*STATED TASK*
Put the lines below, from the one containing "ear in the photo above." through the one containing "(1115, 114)", into a JSON list of strings with one string per line and no blank lines.

*RECORDS SUPPLIED*
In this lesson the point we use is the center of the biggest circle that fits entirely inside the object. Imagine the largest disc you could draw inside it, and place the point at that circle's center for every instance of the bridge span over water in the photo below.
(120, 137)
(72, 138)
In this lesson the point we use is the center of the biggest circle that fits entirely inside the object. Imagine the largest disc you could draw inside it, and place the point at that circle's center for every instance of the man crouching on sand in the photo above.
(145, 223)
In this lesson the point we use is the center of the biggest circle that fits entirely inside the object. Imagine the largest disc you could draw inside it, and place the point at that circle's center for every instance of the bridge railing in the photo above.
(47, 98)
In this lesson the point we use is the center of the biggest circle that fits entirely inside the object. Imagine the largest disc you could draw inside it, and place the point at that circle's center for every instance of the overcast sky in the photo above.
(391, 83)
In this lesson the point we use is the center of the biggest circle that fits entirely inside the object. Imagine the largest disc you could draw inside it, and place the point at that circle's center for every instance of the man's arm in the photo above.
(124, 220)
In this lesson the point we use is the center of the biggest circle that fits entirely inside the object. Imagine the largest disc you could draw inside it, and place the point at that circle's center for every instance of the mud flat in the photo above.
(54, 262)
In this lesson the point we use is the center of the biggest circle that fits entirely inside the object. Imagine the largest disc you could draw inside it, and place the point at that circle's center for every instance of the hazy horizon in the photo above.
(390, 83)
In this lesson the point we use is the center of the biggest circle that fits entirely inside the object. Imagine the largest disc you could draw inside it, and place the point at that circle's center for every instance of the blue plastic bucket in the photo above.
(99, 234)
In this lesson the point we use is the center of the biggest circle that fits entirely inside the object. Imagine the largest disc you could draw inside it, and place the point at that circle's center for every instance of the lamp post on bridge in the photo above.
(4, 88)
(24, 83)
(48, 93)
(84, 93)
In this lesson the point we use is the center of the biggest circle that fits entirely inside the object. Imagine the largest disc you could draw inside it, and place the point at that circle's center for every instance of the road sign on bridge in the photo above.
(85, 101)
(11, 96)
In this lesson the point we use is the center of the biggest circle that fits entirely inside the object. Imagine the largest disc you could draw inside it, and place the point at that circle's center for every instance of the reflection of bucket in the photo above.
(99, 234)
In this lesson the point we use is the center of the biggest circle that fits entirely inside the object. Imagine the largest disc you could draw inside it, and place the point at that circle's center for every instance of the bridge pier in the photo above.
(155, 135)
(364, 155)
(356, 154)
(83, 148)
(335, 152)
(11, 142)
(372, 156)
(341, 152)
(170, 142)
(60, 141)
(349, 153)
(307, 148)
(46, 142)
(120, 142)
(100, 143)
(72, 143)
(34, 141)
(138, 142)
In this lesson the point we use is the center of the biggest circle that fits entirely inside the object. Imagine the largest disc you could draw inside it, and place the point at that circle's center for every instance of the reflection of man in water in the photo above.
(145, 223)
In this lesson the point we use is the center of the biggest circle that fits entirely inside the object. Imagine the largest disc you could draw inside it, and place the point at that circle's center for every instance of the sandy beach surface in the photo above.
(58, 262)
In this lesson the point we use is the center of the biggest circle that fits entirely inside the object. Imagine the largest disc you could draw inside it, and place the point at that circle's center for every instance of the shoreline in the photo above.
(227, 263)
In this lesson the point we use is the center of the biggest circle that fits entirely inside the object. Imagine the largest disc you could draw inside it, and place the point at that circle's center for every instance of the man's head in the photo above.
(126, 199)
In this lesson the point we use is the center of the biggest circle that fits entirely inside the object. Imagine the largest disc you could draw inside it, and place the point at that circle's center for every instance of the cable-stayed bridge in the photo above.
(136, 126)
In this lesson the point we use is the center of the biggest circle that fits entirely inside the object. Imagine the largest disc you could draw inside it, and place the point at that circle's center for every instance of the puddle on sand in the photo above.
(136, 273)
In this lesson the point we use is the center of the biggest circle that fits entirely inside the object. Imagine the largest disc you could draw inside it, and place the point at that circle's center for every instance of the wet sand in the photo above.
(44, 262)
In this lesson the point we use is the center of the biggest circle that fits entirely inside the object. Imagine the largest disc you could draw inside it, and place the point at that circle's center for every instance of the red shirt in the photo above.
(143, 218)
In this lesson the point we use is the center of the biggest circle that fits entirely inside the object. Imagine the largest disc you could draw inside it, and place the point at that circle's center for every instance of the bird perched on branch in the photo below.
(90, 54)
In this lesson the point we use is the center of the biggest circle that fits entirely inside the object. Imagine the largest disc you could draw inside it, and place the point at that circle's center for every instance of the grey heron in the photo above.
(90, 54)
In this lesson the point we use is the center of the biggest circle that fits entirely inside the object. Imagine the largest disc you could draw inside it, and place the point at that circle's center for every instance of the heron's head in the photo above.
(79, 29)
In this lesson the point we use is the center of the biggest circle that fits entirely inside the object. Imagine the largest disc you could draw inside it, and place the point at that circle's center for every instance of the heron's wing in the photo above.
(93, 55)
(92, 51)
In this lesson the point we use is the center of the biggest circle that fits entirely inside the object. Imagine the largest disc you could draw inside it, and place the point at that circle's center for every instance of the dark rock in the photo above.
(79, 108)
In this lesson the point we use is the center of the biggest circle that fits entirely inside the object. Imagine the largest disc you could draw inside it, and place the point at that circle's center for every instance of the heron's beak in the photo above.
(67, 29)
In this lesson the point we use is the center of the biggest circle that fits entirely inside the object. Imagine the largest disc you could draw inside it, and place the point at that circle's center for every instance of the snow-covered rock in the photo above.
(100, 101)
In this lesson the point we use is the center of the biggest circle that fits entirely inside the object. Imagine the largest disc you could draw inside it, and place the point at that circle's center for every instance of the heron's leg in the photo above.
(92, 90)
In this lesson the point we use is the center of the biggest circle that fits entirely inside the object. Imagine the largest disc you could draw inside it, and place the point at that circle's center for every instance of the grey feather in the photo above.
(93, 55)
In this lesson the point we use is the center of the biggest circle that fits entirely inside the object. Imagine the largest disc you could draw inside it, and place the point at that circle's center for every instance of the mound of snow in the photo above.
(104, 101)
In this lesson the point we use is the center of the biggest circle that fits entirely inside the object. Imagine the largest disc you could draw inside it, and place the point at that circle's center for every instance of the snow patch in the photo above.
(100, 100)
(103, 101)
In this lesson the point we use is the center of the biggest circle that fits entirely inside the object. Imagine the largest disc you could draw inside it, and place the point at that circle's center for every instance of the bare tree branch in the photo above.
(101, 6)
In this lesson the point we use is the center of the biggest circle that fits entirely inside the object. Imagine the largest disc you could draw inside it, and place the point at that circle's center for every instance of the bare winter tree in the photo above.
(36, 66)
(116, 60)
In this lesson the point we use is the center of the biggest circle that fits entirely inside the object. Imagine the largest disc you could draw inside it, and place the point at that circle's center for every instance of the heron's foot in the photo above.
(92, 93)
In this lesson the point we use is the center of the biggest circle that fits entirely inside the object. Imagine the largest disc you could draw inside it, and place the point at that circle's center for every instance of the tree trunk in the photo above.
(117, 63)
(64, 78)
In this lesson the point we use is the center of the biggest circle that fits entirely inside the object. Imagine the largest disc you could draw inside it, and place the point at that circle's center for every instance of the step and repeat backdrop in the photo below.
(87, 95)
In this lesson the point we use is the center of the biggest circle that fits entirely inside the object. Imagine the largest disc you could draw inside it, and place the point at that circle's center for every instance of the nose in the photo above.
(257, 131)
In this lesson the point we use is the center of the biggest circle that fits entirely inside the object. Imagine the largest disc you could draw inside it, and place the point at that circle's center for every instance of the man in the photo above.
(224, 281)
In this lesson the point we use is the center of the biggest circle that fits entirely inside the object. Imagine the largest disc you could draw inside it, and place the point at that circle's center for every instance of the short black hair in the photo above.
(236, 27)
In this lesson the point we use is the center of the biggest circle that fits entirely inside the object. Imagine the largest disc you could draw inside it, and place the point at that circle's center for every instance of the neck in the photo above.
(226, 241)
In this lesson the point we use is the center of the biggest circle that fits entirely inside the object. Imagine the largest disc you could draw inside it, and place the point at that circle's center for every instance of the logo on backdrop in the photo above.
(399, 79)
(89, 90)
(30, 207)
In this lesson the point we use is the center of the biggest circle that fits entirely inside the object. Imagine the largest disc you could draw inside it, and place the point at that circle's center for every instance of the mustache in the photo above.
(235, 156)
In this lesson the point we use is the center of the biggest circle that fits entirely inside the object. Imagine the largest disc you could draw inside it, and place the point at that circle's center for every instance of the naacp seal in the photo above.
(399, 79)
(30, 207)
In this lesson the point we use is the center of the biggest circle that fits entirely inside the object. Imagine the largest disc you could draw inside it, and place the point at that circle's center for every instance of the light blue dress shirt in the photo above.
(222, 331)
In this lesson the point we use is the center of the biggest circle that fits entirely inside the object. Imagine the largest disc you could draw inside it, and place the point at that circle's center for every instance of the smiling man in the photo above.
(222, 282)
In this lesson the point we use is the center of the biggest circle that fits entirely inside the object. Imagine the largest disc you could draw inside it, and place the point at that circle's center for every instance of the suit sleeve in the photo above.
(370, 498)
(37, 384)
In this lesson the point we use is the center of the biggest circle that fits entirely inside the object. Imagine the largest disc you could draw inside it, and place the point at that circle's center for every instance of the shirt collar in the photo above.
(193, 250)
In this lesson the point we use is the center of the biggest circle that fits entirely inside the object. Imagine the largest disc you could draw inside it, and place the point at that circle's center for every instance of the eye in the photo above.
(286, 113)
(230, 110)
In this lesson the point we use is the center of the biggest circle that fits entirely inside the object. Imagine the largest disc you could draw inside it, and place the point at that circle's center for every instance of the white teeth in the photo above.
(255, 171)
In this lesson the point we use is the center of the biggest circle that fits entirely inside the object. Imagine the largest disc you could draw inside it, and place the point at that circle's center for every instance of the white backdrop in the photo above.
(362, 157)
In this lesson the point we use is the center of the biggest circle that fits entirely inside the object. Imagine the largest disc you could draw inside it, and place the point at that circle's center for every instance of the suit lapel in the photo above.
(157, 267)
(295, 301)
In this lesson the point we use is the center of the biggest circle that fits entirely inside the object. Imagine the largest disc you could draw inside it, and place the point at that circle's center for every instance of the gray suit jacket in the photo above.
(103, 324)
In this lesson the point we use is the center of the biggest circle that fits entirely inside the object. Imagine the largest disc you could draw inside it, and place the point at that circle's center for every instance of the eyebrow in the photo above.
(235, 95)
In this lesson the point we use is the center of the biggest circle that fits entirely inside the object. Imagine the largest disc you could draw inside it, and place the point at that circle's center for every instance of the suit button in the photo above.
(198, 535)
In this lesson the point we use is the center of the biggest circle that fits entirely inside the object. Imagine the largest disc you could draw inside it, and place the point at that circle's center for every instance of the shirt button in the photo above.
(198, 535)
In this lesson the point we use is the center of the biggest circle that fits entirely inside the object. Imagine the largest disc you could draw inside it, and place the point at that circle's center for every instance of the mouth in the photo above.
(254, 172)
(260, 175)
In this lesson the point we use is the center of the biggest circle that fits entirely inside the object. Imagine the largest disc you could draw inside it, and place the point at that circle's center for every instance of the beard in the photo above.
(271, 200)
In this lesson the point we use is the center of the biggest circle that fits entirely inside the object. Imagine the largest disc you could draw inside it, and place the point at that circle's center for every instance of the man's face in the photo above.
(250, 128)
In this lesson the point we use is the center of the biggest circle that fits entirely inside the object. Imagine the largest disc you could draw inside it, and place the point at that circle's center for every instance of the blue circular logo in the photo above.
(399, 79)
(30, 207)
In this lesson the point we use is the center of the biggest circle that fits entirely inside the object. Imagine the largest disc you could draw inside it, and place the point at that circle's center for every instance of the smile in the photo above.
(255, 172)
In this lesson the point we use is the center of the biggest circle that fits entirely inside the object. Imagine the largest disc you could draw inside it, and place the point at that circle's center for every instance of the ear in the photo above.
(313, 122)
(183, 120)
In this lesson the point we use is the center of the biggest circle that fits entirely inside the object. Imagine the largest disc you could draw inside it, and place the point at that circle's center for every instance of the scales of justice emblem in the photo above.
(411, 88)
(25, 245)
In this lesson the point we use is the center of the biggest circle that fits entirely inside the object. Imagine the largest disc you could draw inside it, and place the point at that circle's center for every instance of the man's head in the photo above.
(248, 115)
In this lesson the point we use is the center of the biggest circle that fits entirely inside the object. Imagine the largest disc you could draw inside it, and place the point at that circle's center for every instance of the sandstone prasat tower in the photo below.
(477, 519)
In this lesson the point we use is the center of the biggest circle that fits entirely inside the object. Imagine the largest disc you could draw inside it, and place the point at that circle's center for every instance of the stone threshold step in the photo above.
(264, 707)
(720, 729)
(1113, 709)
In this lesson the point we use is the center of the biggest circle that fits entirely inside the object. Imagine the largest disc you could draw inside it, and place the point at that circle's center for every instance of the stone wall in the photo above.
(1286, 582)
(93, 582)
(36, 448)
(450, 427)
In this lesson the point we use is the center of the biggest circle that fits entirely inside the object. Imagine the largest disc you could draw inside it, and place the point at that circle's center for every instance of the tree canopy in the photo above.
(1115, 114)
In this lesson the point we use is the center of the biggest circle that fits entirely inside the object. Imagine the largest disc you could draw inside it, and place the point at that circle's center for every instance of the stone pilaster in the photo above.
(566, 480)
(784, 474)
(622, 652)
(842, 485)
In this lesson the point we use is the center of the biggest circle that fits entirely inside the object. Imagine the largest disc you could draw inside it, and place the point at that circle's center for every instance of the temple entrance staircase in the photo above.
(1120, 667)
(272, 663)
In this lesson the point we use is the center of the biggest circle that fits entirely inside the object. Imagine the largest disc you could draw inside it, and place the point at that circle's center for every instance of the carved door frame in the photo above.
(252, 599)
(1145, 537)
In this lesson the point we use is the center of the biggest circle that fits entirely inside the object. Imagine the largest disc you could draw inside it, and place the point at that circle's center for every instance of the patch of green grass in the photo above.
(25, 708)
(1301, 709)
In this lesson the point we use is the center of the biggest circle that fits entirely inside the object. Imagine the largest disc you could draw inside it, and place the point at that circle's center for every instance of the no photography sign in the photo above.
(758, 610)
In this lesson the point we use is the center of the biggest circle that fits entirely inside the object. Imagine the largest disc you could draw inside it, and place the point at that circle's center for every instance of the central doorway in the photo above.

*PROBLEM SOLUTION*
[
  "In this lesson the point we use is the center of the biggest circle that fits entirely inside the object. Imagine the largest disc you could draw inside it, and place the point at that circle's center for every instance of the ear in the photo above.",
  "(313, 122)",
  "(183, 120)",
  "In this lesson the point we use is the center of the biggest circle that fits entirely inside the object. Imagine the largest disc you could draw inside it, and place the point at that circle's center for every instance of the scales of justice emblem in the photo above.",
  "(411, 88)",
  "(25, 245)",
  "In this lesson the point we use is the center of the biggest circle that fits entirely inside the object. Imagine the largest disc you could draw inside it, and place the point at that circle's center for every instance of the man's head in the photo above.",
  "(248, 115)",
  "In this lesson the point we use is the center of the biggest circle that fits entirely inside the object. Imagine the largest disc you could draw inside it, and place the point at that circle's center for every instance of the sandstone prasat tower in the photo below.",
  "(477, 519)",
  "In this lesson the point we use is the center of the biggest circle that fits entirely inside the object. Imagine the largest disc you could draw inside it, and place the point at that circle's center for every instance of the stone threshold step in the photo above.",
  "(264, 707)",
  "(720, 729)",
  "(1113, 709)",
  "In this lesson the point we use is the center of the biggest circle that fits entirely inside the object. Imagine the largest disc you could draw inside it, and place the point at that circle's center for every instance of the stone wall in the photo above.",
  "(1286, 582)",
  "(93, 582)",
  "(36, 448)",
  "(450, 427)",
  "In this lesson the point we use is the center of the biggest circle that fits entirely inside the object. Imagine the largest disc you could draw inside it, and place the point at that circle's center for every instance of the tree canopy in the photo above.",
  "(1115, 114)"
]